Work instructions
In the passage on Arthur Freed below, copy out word for word the part from "This is a quite" up to and including "had one daughter.".

Excerpted text
....................

After 'Meet Me In St. Louis' in 1944, 'The Harvey Girls' followed in 1946, then 'The Pirate' and 'Easter Parade' in 1948, all starring the young, effervescent Judy Garland. 'On The Town' with Frank Sinatra and Gene Kelly followed in 1949, the first musical to be filmed on location, then 'An American In Paris' and 'Show Boat' in 1951 and the immortal 'Singin' In The Rain' in 1952, with the title song lyrics composed by Arthur Freed. 'Freed wasn't finished yet and 'The Bandwagon' followed in 1953 and finally 'Gigi', in 1958, was his last great musical.
This is a quite extraordinary list of high quality movies and is a tribute to the ability of Arthur Freed to recognise and guide the formidable talents in Hollywood at that time.
Arthur Freed kept his private life very private. He could not be accused of courting cheap publicity. He was married in 1923 to Renée Klein and the couple had one daughter.

....................

Material supplied
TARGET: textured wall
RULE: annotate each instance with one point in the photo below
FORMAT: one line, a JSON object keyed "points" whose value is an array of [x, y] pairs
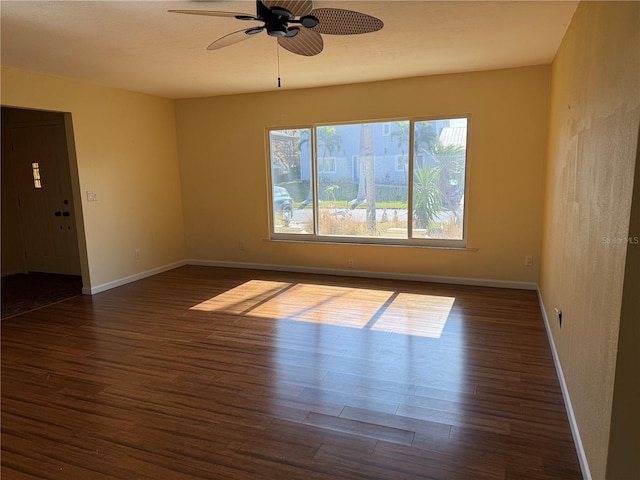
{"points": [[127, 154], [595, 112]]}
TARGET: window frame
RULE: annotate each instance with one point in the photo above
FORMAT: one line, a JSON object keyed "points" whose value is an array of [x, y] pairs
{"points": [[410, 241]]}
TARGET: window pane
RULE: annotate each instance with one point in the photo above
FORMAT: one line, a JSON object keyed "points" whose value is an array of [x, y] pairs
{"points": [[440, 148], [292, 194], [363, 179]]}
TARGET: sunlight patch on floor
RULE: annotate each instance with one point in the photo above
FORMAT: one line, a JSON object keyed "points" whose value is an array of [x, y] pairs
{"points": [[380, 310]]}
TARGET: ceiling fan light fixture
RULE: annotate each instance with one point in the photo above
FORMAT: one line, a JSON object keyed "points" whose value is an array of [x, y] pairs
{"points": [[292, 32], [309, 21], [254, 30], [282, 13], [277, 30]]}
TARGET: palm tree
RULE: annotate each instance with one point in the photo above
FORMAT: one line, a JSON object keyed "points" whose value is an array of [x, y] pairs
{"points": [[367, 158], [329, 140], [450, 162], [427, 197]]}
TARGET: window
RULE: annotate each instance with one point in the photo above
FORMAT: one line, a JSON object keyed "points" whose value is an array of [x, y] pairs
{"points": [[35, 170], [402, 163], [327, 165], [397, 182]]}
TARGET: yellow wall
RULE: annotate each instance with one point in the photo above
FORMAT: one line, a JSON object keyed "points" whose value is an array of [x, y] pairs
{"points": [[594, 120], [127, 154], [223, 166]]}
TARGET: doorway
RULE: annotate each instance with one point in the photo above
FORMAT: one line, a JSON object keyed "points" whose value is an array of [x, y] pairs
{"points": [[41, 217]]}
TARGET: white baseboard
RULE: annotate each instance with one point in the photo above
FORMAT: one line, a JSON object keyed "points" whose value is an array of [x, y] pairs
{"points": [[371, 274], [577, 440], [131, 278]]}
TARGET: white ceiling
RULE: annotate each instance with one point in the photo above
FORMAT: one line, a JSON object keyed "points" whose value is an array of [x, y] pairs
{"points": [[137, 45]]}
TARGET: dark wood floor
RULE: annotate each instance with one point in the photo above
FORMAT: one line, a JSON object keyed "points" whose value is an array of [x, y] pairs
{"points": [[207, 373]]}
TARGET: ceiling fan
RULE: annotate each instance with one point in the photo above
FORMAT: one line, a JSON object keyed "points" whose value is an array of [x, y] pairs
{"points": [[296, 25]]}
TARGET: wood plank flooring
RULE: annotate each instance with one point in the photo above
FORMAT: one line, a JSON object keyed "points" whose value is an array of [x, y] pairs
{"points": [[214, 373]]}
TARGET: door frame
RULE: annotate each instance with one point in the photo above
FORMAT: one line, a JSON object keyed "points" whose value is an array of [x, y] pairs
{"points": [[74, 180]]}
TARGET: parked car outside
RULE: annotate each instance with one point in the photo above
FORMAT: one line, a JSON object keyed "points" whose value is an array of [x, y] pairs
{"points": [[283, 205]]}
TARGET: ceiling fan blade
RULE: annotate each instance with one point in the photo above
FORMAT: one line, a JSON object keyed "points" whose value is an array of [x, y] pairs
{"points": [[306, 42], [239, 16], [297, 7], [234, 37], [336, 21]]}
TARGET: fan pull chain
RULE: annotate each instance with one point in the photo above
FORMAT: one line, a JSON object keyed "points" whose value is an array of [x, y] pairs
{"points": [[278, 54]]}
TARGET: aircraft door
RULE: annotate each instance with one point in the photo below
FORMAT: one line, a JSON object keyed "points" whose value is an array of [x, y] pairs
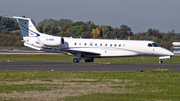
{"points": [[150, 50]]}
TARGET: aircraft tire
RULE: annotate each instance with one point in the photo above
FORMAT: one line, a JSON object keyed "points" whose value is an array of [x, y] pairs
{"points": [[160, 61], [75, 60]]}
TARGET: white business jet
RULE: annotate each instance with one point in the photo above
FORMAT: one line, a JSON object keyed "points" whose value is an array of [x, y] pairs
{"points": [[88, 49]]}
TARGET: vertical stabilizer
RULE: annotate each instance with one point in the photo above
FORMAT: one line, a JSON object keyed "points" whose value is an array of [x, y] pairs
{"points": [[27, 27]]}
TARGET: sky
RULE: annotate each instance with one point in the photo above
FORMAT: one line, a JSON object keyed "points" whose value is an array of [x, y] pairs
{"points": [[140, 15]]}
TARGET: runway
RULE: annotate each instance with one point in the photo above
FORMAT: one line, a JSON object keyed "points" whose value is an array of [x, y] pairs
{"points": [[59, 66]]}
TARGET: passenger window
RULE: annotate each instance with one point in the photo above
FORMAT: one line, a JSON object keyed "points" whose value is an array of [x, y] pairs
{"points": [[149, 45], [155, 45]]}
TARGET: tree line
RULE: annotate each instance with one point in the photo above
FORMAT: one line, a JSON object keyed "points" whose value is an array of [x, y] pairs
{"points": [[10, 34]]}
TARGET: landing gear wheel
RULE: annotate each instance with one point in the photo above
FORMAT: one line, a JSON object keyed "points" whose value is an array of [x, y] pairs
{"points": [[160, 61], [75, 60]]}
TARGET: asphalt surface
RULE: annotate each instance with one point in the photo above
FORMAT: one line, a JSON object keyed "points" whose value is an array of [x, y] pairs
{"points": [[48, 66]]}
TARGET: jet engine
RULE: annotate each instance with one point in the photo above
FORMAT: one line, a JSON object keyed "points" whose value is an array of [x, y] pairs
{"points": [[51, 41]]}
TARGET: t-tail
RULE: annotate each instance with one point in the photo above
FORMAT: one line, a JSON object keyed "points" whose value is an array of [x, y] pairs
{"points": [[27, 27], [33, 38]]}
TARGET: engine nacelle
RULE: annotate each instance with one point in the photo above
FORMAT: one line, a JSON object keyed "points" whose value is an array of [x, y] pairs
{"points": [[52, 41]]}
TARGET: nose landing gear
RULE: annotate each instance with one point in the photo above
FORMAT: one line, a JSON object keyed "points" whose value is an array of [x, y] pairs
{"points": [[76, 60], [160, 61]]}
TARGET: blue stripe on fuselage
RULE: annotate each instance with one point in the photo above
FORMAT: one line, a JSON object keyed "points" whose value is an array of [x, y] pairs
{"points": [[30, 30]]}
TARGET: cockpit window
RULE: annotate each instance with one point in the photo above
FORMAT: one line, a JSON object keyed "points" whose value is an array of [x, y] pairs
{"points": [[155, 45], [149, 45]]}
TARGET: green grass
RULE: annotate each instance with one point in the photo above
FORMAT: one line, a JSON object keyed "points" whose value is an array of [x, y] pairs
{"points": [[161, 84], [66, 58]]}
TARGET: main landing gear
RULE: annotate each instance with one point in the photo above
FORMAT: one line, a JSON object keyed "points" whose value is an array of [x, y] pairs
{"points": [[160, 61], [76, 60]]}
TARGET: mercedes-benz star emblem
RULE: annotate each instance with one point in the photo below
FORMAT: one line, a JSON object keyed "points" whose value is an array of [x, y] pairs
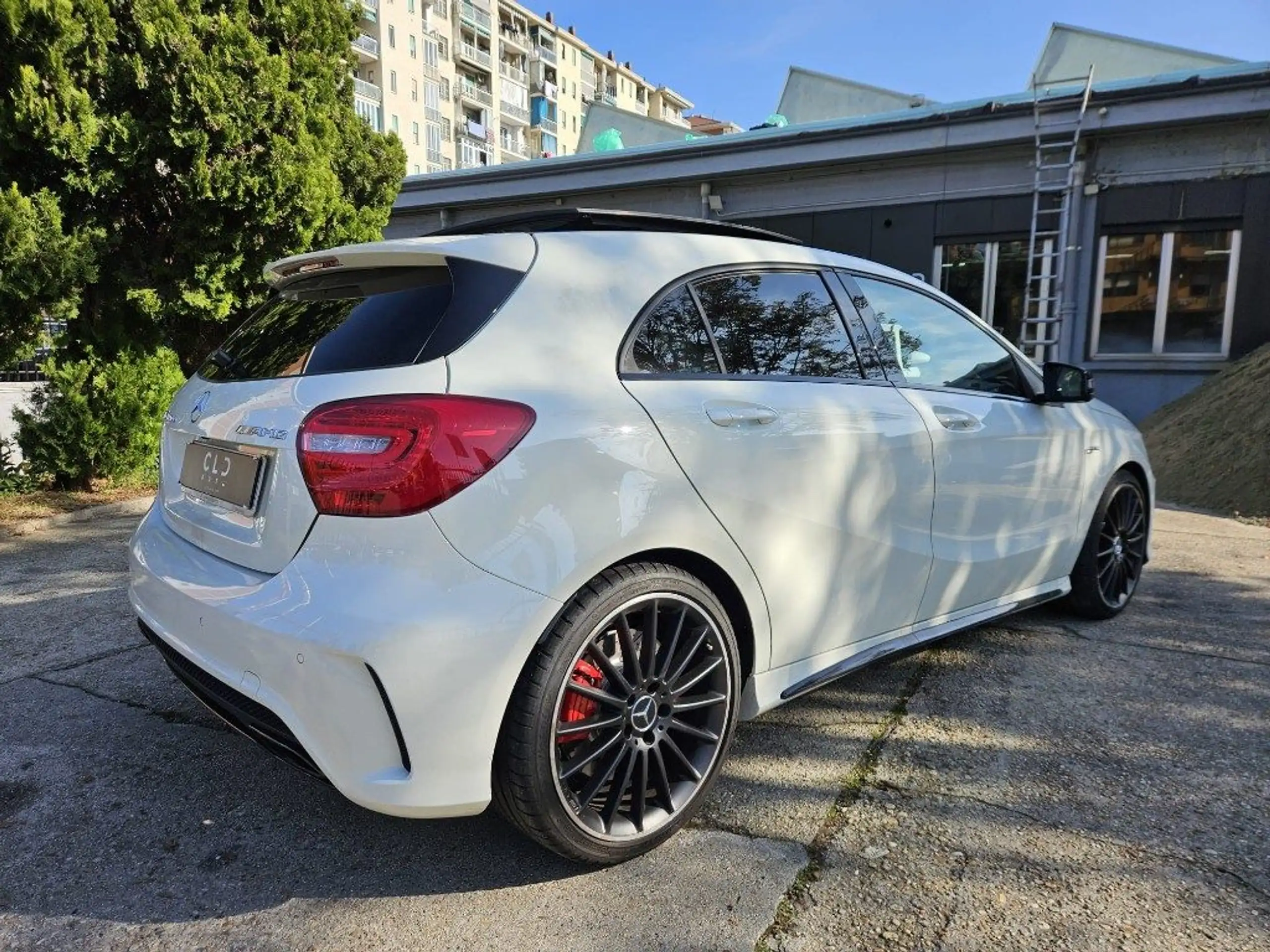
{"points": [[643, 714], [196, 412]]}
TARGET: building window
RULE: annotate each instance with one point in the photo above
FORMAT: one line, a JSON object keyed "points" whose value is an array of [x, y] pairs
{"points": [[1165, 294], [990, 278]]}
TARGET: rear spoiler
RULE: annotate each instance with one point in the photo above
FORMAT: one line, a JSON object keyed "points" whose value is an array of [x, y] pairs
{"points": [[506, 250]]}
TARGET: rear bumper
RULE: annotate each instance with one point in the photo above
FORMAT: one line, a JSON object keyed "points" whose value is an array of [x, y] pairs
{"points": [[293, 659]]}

....................

Task output
This is a quite extraordinary list of high quality movies and is a tribute to the ability of Arthur Freed to recognise and guide the formidable talents in Hollywood at that time.
Arthur Freed kept his private life very private. He could not be accused of courting cheap publicity. He was married in 1923 to Renée Klein and the couple had one daughter.